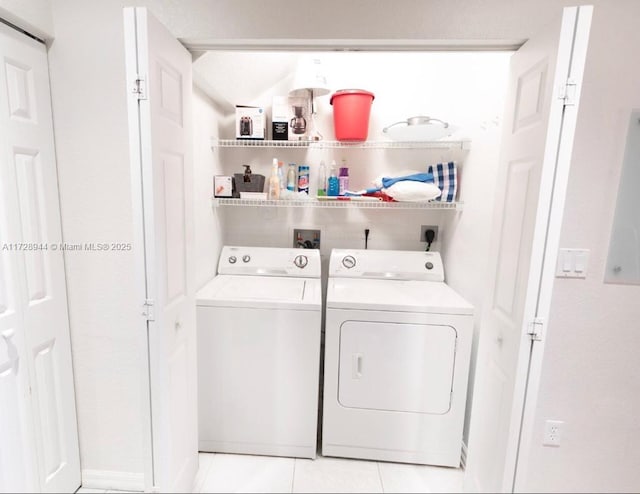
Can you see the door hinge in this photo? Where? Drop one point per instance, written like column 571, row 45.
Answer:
column 149, row 312
column 568, row 92
column 140, row 87
column 535, row 329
######
## Problem:
Could you recast all of the material above as a Markdown table with the columns Row and Line text, numbering each line and skipping blank lines? Leave the pictures out of your answer.

## The answer:
| Row | Line text |
|---|---|
| 1 | Can you see the door hinge in this photo? Where? Drop one point per instance, written like column 571, row 45. |
| 2 | Answer: |
| 3 | column 149, row 312 |
| 4 | column 568, row 92 |
| 5 | column 140, row 87 |
| 6 | column 535, row 329 |